___ RECORDS FOR PROCESSING

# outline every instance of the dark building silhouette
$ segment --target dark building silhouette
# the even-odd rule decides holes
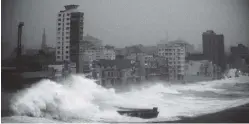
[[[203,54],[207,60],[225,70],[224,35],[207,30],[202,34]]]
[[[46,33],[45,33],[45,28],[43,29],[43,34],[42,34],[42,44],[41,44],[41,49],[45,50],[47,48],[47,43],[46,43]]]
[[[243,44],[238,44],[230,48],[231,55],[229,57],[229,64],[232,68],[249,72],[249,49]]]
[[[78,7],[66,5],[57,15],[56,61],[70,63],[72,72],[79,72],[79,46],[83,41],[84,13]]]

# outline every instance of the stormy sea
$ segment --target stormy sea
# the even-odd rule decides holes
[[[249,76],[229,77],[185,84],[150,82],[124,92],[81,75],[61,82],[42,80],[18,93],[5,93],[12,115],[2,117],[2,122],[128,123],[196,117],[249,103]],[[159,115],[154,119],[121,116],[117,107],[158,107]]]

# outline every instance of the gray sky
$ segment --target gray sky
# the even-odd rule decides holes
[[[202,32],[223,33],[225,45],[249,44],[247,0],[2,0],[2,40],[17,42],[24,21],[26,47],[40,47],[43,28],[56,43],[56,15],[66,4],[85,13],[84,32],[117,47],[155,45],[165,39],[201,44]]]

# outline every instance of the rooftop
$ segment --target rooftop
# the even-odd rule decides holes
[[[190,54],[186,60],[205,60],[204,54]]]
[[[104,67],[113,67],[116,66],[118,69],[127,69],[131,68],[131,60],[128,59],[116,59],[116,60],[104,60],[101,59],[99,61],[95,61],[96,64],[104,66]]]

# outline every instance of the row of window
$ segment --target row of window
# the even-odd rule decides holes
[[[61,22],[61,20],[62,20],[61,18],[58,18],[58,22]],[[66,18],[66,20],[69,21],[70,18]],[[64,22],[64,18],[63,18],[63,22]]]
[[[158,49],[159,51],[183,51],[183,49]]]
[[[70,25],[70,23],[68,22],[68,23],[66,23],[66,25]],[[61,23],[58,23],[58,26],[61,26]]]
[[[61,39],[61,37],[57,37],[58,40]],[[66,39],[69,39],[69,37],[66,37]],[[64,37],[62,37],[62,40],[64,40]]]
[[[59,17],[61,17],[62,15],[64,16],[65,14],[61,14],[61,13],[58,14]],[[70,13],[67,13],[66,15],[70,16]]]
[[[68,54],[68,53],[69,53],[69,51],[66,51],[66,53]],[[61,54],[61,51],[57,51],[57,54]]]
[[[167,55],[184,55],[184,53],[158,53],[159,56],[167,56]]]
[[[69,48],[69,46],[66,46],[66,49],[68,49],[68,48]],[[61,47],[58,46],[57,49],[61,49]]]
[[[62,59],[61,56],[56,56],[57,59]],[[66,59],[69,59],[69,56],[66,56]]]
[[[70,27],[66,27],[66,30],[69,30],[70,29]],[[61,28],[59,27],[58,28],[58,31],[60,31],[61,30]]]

______
___ RECORDS FOR PROCESSING

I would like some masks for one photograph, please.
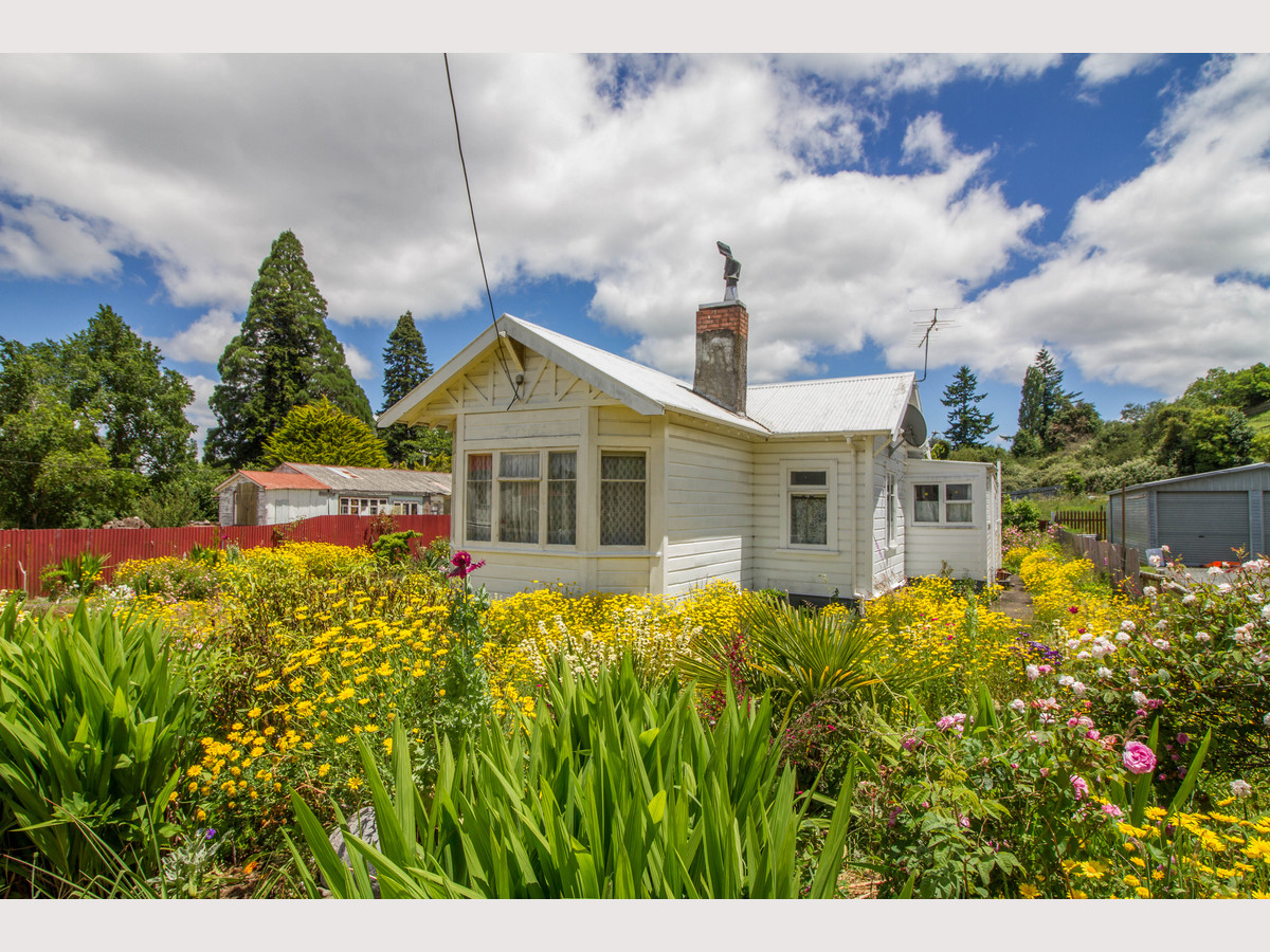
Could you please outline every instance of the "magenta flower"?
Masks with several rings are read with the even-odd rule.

______

**WRITTEN INSTRUCTION:**
Edit the lines from the line with "I would like" through the line with "Masks with several" so that "photograph" becomes "image" and nothing else changes. Give back only those lines, and leave the picture out.

**TASK OUTPUT:**
I would like some masks for one image, please.
Could you please outline every instance of the "magenta flower"?
Masks with several rings are read with the even-odd rule.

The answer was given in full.